* _TASK OBJECTIVE_
Return each line of the records below in which the string "give" turns up.

* _Collection entries_
_____
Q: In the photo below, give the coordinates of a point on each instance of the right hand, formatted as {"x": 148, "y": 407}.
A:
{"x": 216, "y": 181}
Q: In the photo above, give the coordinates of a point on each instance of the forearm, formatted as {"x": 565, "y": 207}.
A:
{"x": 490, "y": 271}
_____
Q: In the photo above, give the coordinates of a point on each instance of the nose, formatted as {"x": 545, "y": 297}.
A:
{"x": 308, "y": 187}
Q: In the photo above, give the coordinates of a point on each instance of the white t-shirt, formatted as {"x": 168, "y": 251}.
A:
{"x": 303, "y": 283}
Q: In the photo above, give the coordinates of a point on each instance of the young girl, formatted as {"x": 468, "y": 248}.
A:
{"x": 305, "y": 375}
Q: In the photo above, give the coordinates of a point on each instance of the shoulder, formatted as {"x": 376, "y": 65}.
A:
_____
* _EXERCISE ANSWER_
Q: In the photo below, give the coordinates of a point on each instance of the right hand, formatted as {"x": 148, "y": 407}.
Q: In the photo above, give the coordinates of a point on each instance of the forearm, formatted as {"x": 565, "y": 207}.
Q: In the photo above, give the coordinates of a point on each instance of the nose, formatted as {"x": 545, "y": 297}.
Q: In the photo above, give the coordinates of a point on each instance of the white t-shirt, formatted as {"x": 168, "y": 251}.
Q: In the photo above, give the coordinates of a point on each instance of the young girl, formatted as {"x": 468, "y": 248}.
Q: In the photo above, give the coordinates of a point on each instance of the shoulder, formatted as {"x": 376, "y": 65}.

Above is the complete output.